[Location identification items]

>>>>

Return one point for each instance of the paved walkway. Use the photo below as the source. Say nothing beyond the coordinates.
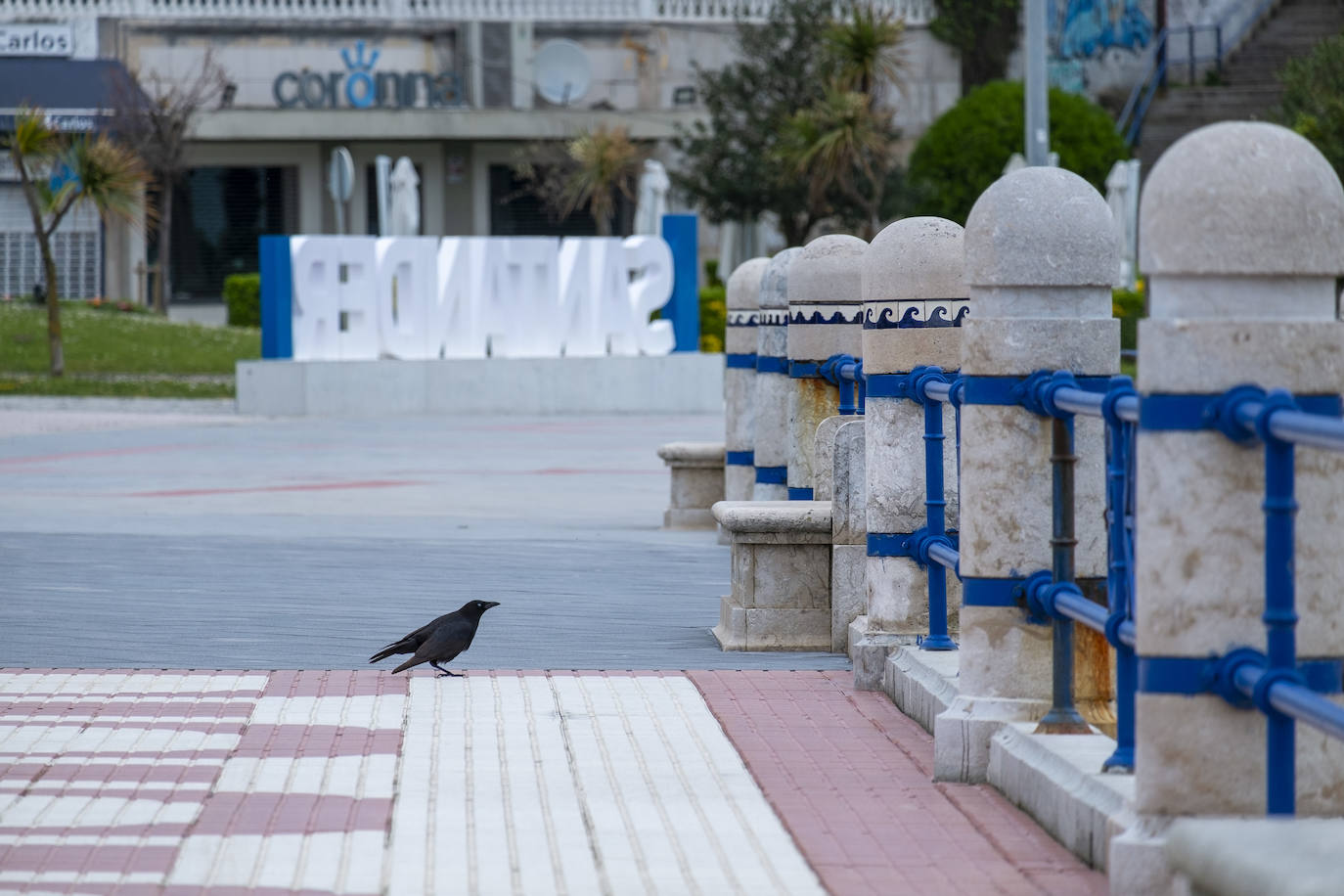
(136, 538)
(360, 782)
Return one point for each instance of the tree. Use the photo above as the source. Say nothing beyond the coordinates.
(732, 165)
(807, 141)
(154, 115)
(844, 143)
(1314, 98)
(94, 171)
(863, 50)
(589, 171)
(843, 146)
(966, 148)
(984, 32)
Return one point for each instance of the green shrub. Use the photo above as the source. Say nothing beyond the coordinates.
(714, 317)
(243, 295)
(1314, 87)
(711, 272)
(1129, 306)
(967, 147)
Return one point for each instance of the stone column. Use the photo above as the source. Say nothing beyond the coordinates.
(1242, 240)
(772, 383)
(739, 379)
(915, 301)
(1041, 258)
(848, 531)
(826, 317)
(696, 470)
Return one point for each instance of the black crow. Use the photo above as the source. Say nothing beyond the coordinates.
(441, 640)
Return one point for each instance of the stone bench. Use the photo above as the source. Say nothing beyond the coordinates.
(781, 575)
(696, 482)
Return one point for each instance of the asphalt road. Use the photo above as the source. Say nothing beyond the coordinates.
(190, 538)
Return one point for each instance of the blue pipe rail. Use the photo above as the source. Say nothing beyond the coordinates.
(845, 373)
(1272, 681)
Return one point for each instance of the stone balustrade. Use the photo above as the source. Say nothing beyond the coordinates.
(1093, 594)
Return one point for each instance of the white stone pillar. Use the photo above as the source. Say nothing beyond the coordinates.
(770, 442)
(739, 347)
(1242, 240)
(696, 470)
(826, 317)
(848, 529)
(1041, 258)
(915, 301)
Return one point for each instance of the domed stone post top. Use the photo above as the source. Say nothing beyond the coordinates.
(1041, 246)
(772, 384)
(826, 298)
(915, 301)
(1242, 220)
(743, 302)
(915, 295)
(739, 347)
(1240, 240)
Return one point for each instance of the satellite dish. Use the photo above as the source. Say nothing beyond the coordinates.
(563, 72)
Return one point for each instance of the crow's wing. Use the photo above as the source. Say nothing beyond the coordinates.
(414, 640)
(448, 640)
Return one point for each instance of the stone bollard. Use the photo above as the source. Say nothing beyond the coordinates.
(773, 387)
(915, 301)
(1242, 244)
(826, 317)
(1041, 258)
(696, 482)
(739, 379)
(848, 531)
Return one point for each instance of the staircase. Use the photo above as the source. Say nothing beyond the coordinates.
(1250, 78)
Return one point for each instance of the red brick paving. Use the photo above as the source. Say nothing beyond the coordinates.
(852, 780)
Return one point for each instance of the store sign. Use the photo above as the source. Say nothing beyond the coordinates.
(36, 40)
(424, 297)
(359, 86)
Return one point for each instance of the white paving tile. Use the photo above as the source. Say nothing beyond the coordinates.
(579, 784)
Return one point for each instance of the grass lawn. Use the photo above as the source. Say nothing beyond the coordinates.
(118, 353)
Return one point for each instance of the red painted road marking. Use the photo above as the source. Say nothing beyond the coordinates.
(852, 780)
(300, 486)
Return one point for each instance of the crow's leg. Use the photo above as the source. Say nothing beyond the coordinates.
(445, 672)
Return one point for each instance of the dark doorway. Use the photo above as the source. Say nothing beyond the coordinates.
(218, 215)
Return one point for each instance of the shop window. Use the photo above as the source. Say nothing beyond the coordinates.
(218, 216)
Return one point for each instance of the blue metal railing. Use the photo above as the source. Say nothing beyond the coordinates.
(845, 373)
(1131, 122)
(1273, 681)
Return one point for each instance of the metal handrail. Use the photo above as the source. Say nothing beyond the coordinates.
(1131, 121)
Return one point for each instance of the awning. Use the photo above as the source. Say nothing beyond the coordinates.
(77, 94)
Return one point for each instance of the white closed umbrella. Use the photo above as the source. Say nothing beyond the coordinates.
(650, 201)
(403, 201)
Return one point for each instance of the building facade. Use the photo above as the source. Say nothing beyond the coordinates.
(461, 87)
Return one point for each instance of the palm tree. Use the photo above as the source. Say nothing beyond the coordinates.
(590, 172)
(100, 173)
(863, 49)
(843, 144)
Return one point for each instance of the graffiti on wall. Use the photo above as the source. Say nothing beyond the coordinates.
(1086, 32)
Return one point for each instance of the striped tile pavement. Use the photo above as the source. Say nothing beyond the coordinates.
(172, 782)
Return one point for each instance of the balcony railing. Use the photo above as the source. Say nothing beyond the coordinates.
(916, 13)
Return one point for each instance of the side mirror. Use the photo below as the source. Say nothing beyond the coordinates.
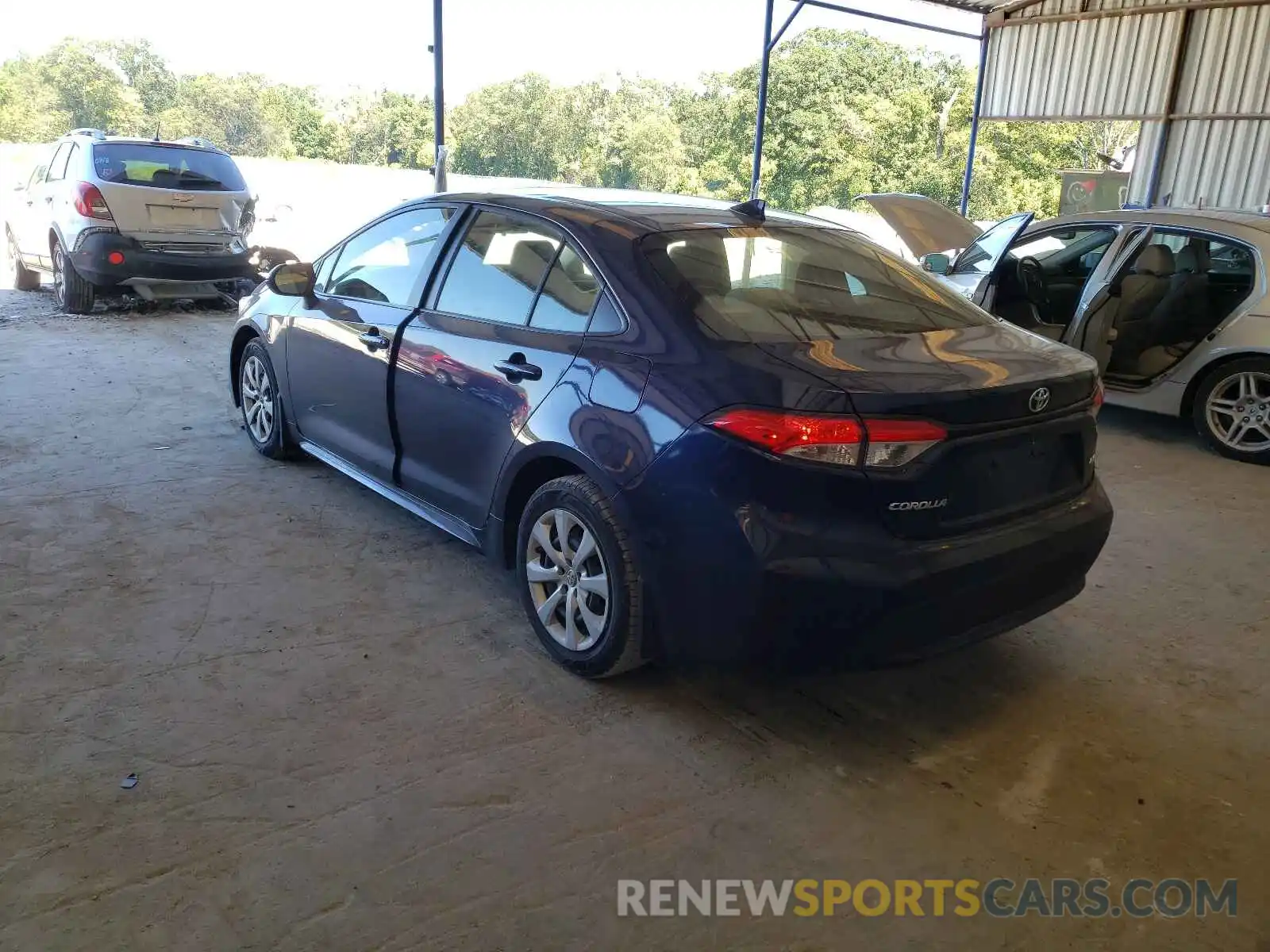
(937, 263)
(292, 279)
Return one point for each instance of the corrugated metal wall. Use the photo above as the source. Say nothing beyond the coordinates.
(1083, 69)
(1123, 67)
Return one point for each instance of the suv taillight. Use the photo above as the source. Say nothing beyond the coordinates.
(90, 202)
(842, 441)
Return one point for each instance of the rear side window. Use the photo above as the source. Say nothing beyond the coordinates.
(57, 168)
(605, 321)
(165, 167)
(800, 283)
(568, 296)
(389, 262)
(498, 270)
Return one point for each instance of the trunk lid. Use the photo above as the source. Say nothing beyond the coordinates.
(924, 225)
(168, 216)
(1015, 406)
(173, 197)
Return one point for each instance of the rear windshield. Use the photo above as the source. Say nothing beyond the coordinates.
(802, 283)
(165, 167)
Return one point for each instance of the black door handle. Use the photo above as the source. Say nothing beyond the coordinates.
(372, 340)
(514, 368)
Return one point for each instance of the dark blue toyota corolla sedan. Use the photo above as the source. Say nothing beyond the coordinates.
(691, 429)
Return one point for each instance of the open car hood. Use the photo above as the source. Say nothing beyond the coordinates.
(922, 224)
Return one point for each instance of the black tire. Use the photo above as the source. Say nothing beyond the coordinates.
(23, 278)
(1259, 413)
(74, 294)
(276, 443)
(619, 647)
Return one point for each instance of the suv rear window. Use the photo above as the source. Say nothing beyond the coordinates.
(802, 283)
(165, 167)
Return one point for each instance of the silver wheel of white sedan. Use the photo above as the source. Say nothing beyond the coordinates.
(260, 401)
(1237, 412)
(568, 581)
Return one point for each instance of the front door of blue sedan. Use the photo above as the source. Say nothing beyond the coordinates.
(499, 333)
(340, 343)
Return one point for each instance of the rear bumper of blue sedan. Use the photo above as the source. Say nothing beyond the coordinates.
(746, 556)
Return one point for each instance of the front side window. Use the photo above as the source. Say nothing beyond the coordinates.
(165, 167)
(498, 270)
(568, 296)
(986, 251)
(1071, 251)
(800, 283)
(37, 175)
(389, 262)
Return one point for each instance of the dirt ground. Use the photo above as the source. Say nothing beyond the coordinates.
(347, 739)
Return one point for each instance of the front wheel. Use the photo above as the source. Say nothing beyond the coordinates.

<<<<

# [Problem]
All the lines above are to be reproduced exactly, except the pictures.

# [Final answer]
Return one point for each instance of the paved walkway. Use the photo below as the source. Say nothing beyond the coordinates.
(136, 538)
(360, 782)
Return one point for each instance of the tree. Use the photo above as the source. Say nothing beyond the coordinates.
(732, 165)
(807, 141)
(154, 115)
(844, 143)
(1314, 98)
(94, 171)
(863, 50)
(589, 171)
(843, 146)
(966, 148)
(984, 32)
Return one point for each instance of the green shrub. Use the photo above as the source. Say nothing beyond the coordinates.
(714, 317)
(243, 295)
(1314, 87)
(711, 272)
(1129, 306)
(967, 147)
Return one point for each instance of the stone column. Use the photo above as the source. Say nothing beyond the coordinates.
(1242, 240)
(772, 383)
(739, 379)
(915, 301)
(1041, 258)
(848, 531)
(826, 317)
(696, 470)
Return one point for each instance of the black crow. Use the photo above as the source. Say nothing beyond the coordinates.
(441, 640)
Return one point for each instance of the stone bench. Use the photo above as the source. Say nothing beyond the coordinates.
(781, 575)
(696, 482)
Return one point for each instance of the asphalt road. Use the photo above as the source. Say nothing beyond the coordinates.
(190, 538)
Return one point for each instance of the blue pipe rail. Use the photo above as the source. Say nothing beyond the coordinates.
(845, 373)
(1272, 681)
Return one point for each instance of the stone balustrade. Use the photo above as the source. Say nothing beyond the coordinates.
(1093, 594)
Return one point for each instance of the white stone pillar. Use the photo above as the source. Say nothing beyond the coordinates.
(770, 442)
(739, 347)
(1242, 240)
(696, 470)
(826, 317)
(848, 529)
(1041, 258)
(915, 301)
Return one point for each instance of the domed stone post top. Use the photo above as the source. Say nothing beyond the coordinates.
(1041, 246)
(772, 384)
(826, 298)
(915, 301)
(1242, 220)
(743, 302)
(915, 295)
(739, 347)
(1240, 240)
Return one point for each instance of the satellite dish. Use the photo above as the source. Say nothing beyond the coordinates.
(563, 72)
Return one point for each instance of the crow's wing. Use the photo above as the source. Say nothing beyond the coordinates.
(414, 640)
(448, 640)
Return one point for each instance of the stone bollard. Use the photo above as the source. Say nothing beyond the coordinates.
(773, 387)
(915, 301)
(1242, 244)
(826, 317)
(1041, 258)
(696, 482)
(739, 379)
(848, 531)
Return one point for each instance of the staircase. Use the photo above as the source. Say nothing beyond the coordinates.
(1250, 78)
Return one point for each instance of the red brick paving. Use the photo above as the source. Say nothing beyond the coordinates.
(852, 780)
Return one point for each instance of the store sign. Use the photo above as the source. Say nothing beyond the coordinates.
(36, 40)
(424, 297)
(359, 86)
Return one point for each instance of the white paving tile. Use the photo above as the source. Say nothing beyond the coordinates.
(579, 784)
Return one point for each instance of the grass lawn. Use the photo above as the source. Say nothing beyond the coordinates.
(118, 353)
Return one point for each instance of the red painted road marking. Use the photo above as the source. Say nothing beyond the coordinates.
(852, 780)
(300, 486)
Return one point for each instance of the crow's leg. Use the photo above as the source. Say nothing beyond the coordinates.
(445, 672)
Return one point for each instance of the dark doorway. Use the photo above as the source. Say nothing beyond the coordinates.
(218, 215)
Return one point for each instance of the shop window. Use the photo above as the source. Say nothing beyond the coordinates.
(218, 216)
Return one point for each instance of the blue metal railing. Use the photo above as the source. Say nothing beyond the coordinates.
(845, 373)
(1131, 122)
(1273, 681)
Return one point for each instance of the metal handrail. Use the photo above as the source. Say nothing beyond the coordinates.
(1131, 121)
Return one point for each instance of the awning. Use the photo above as the source. Say nothing beyond the coordinates.
(77, 94)
Return one point for each instance of the white closed umbrella. Use the photo above as the source. Say nothing beyond the coordinates.
(650, 201)
(403, 201)
Return one point for each instance of the building facade. Use the photo above as the source. Say nothing beyond the coordinates.
(461, 87)
Return one point for each instance of the palm tree. Use the photo above as the source. Say nothing beyond the coordinates.
(590, 172)
(100, 173)
(863, 49)
(843, 144)
Return one point for each instance of the graffiti on wall. Use the photo above as the source. Say nothing beyond the coordinates.
(1086, 32)
Return one point for each instance of the striped tile pavement. Use the photo above as the source. Say nothing beyond the coordinates.
(172, 782)
Return one point for each instance of the balcony railing. Use the photo above as the source. Say nothing beyond the coordinates.
(916, 13)
Return one point for each instance of the side mirror. Use the photo below as the source. Say nothing beyond the coordinates.
(937, 263)
(292, 279)
Return one point for each instance of the corrugated metal wall. Use the photo above as the source. Say nothing beyond the coordinates.
(1083, 69)
(1123, 67)
Return one point for each instance of the suv taillight. Use the photo above as the source. Say nothing beyond the coordinates.
(90, 202)
(842, 441)
Return one point for each instance of the rear side window. Use the photo above as the source. Say nothing beyond the coordinates.
(57, 168)
(605, 321)
(165, 167)
(800, 283)
(568, 296)
(389, 262)
(498, 270)
Return one point for each instance of the trunk lid. Use the photo above as the source. Say nothing beyond the coordinates.
(924, 225)
(168, 216)
(1015, 406)
(173, 197)
Return one point for each instance of the rear windshield. Use the photo above as the source. Say nothing beyond the coordinates.
(802, 283)
(165, 167)
Return one point for each instance of the black door handle. Use the photo above as the source. Say nothing beyond the coordinates.
(372, 340)
(514, 368)
Return one point for each instance of the dark blue toyota corolla sedan. Use the photo above as the source. Say nothing beyond the coordinates.
(691, 429)
Return one point for each instance of the open car hood. Use the photo above as the source. Say nothing beyond the coordinates.
(922, 224)
Return one point for each instance of the black tire. Use the photo above as the source. Say nothing beyond the coordinates.
(23, 278)
(1259, 413)
(74, 294)
(276, 443)
(619, 647)
Return one point for each instance of the suv rear window. Use the photo above as the source. Say nothing beyond the coordinates.
(802, 283)
(165, 167)
Return one point for each instance of the silver wheel of white sedan. Use the photo above as the source. Say nothing beyond the coordinates.
(260, 401)
(1237, 412)
(568, 581)
Return one point for each instance of the front door of blue sedan. Use the photo above as the source. Say nothing beyond the coordinates.
(499, 333)
(340, 343)
Return one point for each instance of the rear bumper of blue sedan. Use the photo above as the source. Say nothing beyond the coordinates.
(746, 556)
Return one point for each instance of the front side window. Use the photo above as the source. Say nothing beyond the coordinates.
(165, 167)
(498, 270)
(568, 296)
(986, 251)
(1071, 251)
(800, 283)
(37, 175)
(389, 262)
Return one point for each instance of the dirt ground. Use the photo above as the source. Say nothing beyond the coordinates.
(347, 739)
Return one point for each instance of the front wheel. Use the photo above as the source. Say nothing beyond the coordinates.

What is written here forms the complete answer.